Short exercise: Please convert every line of the records below into a JSON list of strings, one string per line, leaving out blank lines.
********
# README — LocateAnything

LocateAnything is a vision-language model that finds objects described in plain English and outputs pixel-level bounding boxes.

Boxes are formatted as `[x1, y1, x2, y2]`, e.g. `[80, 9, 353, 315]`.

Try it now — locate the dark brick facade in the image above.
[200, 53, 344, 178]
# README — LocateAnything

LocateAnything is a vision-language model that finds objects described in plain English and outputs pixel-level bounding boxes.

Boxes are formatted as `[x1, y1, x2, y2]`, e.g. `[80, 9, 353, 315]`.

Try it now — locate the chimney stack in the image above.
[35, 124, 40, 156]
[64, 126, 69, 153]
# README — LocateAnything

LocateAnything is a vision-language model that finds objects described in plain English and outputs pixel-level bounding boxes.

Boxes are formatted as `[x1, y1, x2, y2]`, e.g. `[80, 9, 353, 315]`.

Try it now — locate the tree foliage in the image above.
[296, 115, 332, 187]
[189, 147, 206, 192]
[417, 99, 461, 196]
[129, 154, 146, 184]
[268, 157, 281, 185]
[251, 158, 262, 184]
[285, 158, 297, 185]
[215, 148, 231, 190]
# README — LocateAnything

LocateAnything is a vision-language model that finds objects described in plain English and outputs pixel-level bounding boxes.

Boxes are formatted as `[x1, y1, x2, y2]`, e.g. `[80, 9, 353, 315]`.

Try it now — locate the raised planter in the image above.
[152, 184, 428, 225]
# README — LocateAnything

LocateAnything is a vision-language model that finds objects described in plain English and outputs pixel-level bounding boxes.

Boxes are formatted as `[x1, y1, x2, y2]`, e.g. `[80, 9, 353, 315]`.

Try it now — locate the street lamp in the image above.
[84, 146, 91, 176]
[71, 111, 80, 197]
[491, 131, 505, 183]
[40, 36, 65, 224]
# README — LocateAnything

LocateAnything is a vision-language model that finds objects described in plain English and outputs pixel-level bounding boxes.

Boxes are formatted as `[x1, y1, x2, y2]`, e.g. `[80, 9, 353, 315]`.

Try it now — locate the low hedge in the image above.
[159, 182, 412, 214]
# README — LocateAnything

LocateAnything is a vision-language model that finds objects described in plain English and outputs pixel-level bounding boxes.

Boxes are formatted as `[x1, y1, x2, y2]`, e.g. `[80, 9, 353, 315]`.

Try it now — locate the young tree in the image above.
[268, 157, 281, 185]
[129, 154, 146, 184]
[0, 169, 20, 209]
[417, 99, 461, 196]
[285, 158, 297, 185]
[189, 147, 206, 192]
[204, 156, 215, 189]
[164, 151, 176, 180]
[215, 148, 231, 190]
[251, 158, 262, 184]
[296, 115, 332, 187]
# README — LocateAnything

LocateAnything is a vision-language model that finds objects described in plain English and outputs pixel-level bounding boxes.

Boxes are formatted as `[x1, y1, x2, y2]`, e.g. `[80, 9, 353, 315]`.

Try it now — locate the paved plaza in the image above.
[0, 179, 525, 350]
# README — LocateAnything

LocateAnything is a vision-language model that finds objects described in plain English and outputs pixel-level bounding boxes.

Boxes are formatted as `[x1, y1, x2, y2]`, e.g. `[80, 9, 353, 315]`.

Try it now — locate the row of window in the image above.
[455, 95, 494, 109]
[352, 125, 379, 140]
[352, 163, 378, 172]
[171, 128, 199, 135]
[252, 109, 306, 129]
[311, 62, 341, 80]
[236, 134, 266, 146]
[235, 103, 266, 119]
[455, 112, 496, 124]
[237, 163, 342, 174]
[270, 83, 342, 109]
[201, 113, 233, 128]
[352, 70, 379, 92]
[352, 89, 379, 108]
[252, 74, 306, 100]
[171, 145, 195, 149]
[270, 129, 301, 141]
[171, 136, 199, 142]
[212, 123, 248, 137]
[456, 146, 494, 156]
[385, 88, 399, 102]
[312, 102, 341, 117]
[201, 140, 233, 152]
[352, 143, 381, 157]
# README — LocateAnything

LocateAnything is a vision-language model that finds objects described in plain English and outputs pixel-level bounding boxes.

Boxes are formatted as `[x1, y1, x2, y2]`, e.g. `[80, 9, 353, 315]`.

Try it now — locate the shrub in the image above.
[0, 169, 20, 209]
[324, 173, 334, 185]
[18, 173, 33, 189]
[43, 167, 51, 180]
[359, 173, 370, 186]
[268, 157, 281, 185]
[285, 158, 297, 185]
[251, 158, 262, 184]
********
Finished answer:
[
  "# README — LocateAnything",
  "LocateAnything is a vision-language model that finds objects described in plain English and outputs pixel-level bounding boxes.",
  "Boxes are formatted as `[x1, y1, x2, y2]`, e.g. `[80, 9, 353, 315]`.",
  "Try it now — locate the dark brick facade in the image above.",
  "[200, 53, 344, 178]",
  "# README — LocateAnything",
  "LocateAnything is a vision-language model that finds objects described in plain English and outputs pixel-level bounding boxes.",
  "Boxes are formatted as `[x1, y1, x2, y2]`, e.g. `[80, 9, 353, 315]`.",
  "Try it now — locate the chimney stack in the image above.",
  "[35, 124, 40, 156]",
  "[64, 126, 69, 153]",
  "# README — LocateAnything",
  "LocateAnything is a vision-language model that finds objects described in plain English and outputs pixel-level bounding boxes.",
  "Boxes are formatted as `[x1, y1, x2, y2]`, e.g. `[80, 9, 353, 315]`.",
  "Try it now — locate the tree foliage in the image above.",
  "[296, 115, 332, 187]",
  "[189, 147, 206, 192]",
  "[417, 99, 461, 196]",
  "[129, 154, 146, 184]",
  "[268, 157, 281, 185]",
  "[251, 158, 262, 184]",
  "[285, 158, 297, 185]",
  "[215, 148, 231, 190]",
  "# README — LocateAnything",
  "LocateAnything is a vision-language model that finds objects described in plain English and outputs pixel-level bounding boxes.",
  "Boxes are formatted as `[x1, y1, x2, y2]`, e.g. `[80, 9, 353, 315]`.",
  "Try it now — locate the raised planter in the image above.",
  "[152, 184, 428, 225]",
  "# README — LocateAnything",
  "LocateAnything is a vision-language model that finds objects described in plain English and outputs pixel-level bounding boxes.",
  "Boxes are formatted as `[x1, y1, x2, y2]`, e.g. `[80, 9, 353, 315]`.",
  "Try it now — locate the street lamp in the image above.",
  "[84, 146, 91, 176]",
  "[71, 111, 80, 197]",
  "[491, 131, 505, 183]",
  "[40, 36, 65, 224]",
  "# README — LocateAnything",
  "LocateAnything is a vision-language model that finds objects described in plain English and outputs pixel-level bounding boxes.",
  "Boxes are formatted as `[x1, y1, x2, y2]`, e.g. `[80, 9, 353, 315]`.",
  "Try it now — locate the low hedge in the image above.",
  "[159, 182, 412, 214]",
  "# README — LocateAnything",
  "LocateAnything is a vision-language model that finds objects described in plain English and outputs pixel-level bounding boxes.",
  "Boxes are formatted as `[x1, y1, x2, y2]`, e.g. `[80, 9, 353, 315]`.",
  "Try it now — locate the young tree in the image above.",
  "[268, 157, 281, 185]",
  "[129, 154, 146, 184]",
  "[0, 169, 20, 209]",
  "[417, 99, 461, 196]",
  "[285, 158, 297, 185]",
  "[189, 147, 206, 192]",
  "[204, 156, 215, 189]",
  "[164, 151, 176, 180]",
  "[215, 148, 231, 190]",
  "[251, 158, 262, 184]",
  "[296, 115, 332, 187]",
  "# README — LocateAnything",
  "LocateAnything is a vision-language model that finds objects described in plain English and outputs pixel-level bounding boxes.",
  "Boxes are formatted as `[x1, y1, x2, y2]`, e.g. `[80, 9, 353, 315]`.",
  "Try it now — locate the paved plaza in the image above.",
  "[0, 179, 525, 350]",
  "# README — LocateAnything",
  "LocateAnything is a vision-language model that finds objects described in plain English and outputs pixel-level bounding boxes.",
  "Boxes are formatted as `[x1, y1, x2, y2]`, e.g. `[80, 9, 353, 315]`.",
  "Try it now — locate the row of window in the image above.",
  "[455, 95, 494, 109]",
  "[352, 125, 379, 140]",
  "[352, 163, 378, 172]",
  "[171, 128, 199, 135]",
  "[252, 109, 306, 129]",
  "[311, 62, 341, 80]",
  "[236, 134, 266, 146]",
  "[235, 103, 266, 119]",
  "[455, 112, 496, 124]",
  "[237, 163, 342, 174]",
  "[270, 83, 342, 109]",
  "[201, 113, 233, 128]",
  "[352, 70, 379, 92]",
  "[352, 89, 379, 108]",
  "[252, 74, 306, 100]",
  "[171, 145, 195, 149]",
  "[270, 129, 301, 141]",
  "[171, 136, 199, 142]",
  "[212, 123, 248, 137]",
  "[456, 146, 494, 156]",
  "[385, 88, 399, 102]",
  "[312, 102, 341, 117]",
  "[201, 140, 233, 152]",
  "[352, 143, 381, 157]",
  "# README — LocateAnything",
  "LocateAnything is a vision-language model that finds objects described in plain English and outputs pixel-level bounding boxes.",
  "Boxes are formatted as `[x1, y1, x2, y2]`, e.g. `[80, 9, 353, 315]`.",
  "Try it now — locate the shrub in the image above.",
  "[0, 169, 20, 209]",
  "[324, 173, 334, 185]",
  "[18, 173, 33, 189]",
  "[43, 167, 51, 180]",
  "[359, 173, 370, 186]",
  "[268, 157, 281, 185]",
  "[285, 158, 297, 185]",
  "[251, 158, 262, 184]"
]